_本文_
= = = =

2024年8月30日、中小企業庁は「中小M&Aガイドライン」を改訂した(以下、「本ガイドライン改訂」という)。

同年5月31日に2024年度の登録申請受け付けが開始されたM&A支援機関登録制度1における一部変更(以下、「本登録制度変更」という)と合わせて、本年度は二度の重要な変更が中小M&A2を支援するM&A専門業者に生じたことになる。M&A専門業者とは、中小M&Aの手続き進行に関する総合的な支援を専門に行う民間業者をいい、主に仲介者とフィナンシャル・アドバイザー(以下、「FA」という)に分類される。

本稿では、中小M&Aの支援市場に根を張った課題や本ガイドライン改訂を概観しつつ、これらの改訂・変更が中小M&Aの支援を行うM&A専門業者に及ぼす影響を考えてみたい。

「中小M&Aガイドライン」改訂の趣旨

本ガイドライン改訂は、不適切な譲受者の存在や経営者保証に関するトラブル、M&A専門業者が実施する過剰な営業・広告などの課題に対応し、中小M&A市場における健全な環境整備とM&A専門業者における支援の質の向上を図る観点から行われた。

なお、本ガイドライン改訂は2020年3月に策定された初版から二度目の改訂だ。一度目にあたる2023年9月の改訂では、M&A専門業者が顕著に増加する中で(2023年6月末時点で、登録されたM&A支援機関数は3133件にまで上っていた。図表を参照)、その契約内容や手数料のわかりにくさ、担当者によっては支援の質が十分と言えない場合があるといった声が聞かれるなどの状況を受けて実施された。

本ガイドライン改訂でも、M&A専門業者における支援の質の向上を図る意図が明確にされていることから、引き続き増加しすぎたM&A専門業者の支援の質に焦点が当たっているのは明らかだ。

1 中小企業が安心してM&Aに取り組める基盤を構築するために2021年8月に創設された国の制度であり、中小M&Aガイドラインの遵守を宣言するなどした仲介業務またはFA業務を行う者が登録を受けることができる制度。
2 中小M&Aガイドラインでは、「後継者不在の中小企業の事業を、M&Aの手法により、社外の第三者である後継者(以下、「譲受者」という)が引き継ぐ場合をいう」と定義されている。

= = = =

_目標_
1. 本文によれば、中小M&Aガイドラインの初版が策定されたのはいつか。
2. 本文のうち、「2024年8月30日、中小企」で始まり「向上を図る観点から行われた。」で終わる部分を、一字も変えずに書き写してください。
記録は本文とは別の資料である。

= = = =

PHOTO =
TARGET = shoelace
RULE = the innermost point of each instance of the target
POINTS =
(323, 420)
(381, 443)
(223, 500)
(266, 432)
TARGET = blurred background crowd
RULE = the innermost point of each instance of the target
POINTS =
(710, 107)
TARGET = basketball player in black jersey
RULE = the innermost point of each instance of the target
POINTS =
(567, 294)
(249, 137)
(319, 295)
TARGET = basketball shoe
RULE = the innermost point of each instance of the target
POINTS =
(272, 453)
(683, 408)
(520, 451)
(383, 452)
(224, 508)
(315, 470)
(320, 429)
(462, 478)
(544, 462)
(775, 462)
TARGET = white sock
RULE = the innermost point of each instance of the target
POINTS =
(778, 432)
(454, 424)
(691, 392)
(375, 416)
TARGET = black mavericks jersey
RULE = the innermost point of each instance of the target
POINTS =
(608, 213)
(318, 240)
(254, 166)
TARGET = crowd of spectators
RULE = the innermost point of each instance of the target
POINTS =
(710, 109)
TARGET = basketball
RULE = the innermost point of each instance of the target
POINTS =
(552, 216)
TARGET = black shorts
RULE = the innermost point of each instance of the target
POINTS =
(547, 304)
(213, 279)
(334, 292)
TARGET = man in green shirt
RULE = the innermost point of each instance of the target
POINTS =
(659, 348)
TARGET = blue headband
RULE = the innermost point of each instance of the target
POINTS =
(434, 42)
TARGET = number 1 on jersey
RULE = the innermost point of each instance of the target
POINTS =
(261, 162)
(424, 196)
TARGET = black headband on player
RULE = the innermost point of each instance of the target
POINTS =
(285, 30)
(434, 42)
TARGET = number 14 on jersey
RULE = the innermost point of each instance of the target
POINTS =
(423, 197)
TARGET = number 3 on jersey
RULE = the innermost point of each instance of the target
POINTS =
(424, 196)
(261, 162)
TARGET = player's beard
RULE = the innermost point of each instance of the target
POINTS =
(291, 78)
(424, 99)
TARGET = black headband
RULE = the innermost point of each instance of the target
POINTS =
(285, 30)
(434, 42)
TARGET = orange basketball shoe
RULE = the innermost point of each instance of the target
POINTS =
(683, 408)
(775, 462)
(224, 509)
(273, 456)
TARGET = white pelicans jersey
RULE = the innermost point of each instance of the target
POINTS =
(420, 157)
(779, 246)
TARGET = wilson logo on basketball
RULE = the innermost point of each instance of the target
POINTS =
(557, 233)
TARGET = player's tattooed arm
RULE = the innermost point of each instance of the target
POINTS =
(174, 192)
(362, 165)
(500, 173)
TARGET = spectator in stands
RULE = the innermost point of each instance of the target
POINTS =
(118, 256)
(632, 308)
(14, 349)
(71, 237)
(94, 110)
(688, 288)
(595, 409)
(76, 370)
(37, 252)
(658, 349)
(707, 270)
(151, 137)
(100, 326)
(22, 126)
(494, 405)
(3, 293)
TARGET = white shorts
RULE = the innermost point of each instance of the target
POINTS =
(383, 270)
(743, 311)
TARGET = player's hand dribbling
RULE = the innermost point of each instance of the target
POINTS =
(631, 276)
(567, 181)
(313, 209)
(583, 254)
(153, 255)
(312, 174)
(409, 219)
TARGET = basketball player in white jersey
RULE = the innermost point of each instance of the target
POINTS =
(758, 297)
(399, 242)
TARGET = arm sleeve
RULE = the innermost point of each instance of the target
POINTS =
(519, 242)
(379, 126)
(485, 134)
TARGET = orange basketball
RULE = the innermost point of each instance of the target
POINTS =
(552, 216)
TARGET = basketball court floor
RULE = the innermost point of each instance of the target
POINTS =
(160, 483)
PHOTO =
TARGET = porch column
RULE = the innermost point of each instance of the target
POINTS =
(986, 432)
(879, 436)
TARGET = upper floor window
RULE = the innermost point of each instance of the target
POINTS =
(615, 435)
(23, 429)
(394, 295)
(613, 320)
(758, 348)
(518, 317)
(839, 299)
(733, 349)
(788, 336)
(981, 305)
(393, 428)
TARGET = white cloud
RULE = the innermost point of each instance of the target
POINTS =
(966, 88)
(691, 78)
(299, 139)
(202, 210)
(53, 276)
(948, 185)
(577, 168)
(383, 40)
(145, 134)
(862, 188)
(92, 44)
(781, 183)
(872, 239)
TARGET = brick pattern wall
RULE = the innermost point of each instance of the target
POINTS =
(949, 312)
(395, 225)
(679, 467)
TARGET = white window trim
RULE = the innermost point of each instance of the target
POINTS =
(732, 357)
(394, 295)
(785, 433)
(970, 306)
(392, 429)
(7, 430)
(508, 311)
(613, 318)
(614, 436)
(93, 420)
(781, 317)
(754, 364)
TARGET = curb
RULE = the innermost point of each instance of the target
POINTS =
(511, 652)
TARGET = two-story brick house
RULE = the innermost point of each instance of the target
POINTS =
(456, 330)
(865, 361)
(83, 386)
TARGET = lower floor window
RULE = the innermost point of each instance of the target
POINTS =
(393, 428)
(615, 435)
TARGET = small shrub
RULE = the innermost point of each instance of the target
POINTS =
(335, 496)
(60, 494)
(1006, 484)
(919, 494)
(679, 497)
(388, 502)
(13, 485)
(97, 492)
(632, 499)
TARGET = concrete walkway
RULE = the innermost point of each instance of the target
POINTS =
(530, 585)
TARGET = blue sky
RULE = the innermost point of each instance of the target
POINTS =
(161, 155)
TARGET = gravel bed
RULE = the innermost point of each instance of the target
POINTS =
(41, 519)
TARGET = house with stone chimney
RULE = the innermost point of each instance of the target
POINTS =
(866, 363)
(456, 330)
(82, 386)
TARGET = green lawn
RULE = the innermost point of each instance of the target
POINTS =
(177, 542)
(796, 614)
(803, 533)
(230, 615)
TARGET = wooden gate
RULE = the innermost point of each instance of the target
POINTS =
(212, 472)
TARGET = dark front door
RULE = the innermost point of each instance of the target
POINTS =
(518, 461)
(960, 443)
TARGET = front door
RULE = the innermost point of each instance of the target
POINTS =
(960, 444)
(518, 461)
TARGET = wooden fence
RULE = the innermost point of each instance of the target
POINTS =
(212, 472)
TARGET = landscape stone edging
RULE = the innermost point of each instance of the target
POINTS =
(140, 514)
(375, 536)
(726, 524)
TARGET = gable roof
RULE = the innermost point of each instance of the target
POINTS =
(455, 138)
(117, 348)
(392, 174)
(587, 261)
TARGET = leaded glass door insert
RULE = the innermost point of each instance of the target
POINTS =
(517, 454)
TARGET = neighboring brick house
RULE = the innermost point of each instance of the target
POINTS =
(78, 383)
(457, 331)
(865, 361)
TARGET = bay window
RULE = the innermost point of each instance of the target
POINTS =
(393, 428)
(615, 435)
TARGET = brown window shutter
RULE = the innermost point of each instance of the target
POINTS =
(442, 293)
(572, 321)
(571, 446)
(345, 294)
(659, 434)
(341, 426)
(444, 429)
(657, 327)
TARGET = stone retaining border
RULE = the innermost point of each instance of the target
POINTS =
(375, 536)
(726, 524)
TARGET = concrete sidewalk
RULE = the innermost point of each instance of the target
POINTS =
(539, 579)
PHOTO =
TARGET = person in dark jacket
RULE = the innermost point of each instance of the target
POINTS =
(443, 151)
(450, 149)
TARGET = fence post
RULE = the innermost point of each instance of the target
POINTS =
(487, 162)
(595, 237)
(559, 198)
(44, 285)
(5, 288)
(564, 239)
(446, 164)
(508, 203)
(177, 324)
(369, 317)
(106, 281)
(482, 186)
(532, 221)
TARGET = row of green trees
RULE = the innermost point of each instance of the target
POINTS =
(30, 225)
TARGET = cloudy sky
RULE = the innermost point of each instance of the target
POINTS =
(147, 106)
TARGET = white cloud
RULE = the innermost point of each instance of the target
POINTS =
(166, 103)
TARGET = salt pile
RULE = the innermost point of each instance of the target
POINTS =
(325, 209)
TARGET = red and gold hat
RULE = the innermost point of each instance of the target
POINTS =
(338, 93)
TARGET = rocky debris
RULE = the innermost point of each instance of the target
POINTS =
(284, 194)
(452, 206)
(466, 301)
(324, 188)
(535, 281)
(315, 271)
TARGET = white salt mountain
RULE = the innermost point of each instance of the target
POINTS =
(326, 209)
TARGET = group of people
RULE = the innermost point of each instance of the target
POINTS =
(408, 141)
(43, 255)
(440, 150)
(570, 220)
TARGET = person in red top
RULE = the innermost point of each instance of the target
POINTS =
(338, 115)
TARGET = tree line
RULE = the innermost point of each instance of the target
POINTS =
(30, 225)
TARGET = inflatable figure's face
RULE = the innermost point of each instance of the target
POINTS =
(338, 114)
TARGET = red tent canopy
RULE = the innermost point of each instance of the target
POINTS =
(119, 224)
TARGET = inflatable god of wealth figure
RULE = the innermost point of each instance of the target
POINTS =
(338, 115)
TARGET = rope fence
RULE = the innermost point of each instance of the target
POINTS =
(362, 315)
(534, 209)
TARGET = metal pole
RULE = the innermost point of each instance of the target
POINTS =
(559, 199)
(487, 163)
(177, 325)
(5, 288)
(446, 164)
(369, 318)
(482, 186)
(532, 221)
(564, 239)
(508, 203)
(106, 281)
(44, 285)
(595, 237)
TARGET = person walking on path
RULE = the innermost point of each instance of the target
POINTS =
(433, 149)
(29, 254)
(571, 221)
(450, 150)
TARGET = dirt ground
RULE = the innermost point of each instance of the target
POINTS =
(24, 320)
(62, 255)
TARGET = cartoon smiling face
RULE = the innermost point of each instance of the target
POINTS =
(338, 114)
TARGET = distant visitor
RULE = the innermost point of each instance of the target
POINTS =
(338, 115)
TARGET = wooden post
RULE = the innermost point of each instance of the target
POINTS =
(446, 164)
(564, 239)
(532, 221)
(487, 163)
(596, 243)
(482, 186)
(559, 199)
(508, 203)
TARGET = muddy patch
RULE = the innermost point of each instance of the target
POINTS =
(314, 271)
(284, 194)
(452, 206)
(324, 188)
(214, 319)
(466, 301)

= = = =

_解答例_
1. 2020年3月

2.
2024年8月30日、中小企業庁は「中小M&Aガイドライン」を改訂した(以下、「本ガイドライン改訂」という)。

同年5月31日に2024年度の登録申請受け付けが開始されたM&A支援機関登録制度1における一部変更(以下、「本登録制度変更」という)と合わせて、本年度は二度の重要な変更が中小M&A2を支援するM&A専門業者に生じたことになる。M&A専門業者とは、中小M&Aの手続き進行に関する総合的な支援を専門に行う民間業者をいい、主に仲介者とフィナンシャル・アドバイザー(以下、「FA」という)に分類される。

本稿では、中小M&Aの支援市場に根を張った課題や本ガイドライン改訂を概観しつつ、これらの改訂・変更が中小M&Aの支援を行うM&A専門業者に及ぼす影響を考えてみたい。

「中小M&Aガイドライン」改訂の趣旨

本ガイドライン改訂は、不適切な譲受者の存在や経営者保証に関するトラブル、M&A専門業者が実施する過剰な営業・広告などの課題に対応し、中小M&A市場における健全な環境整備とM&A専門業者における支援の質の向上を図る観点から行われた。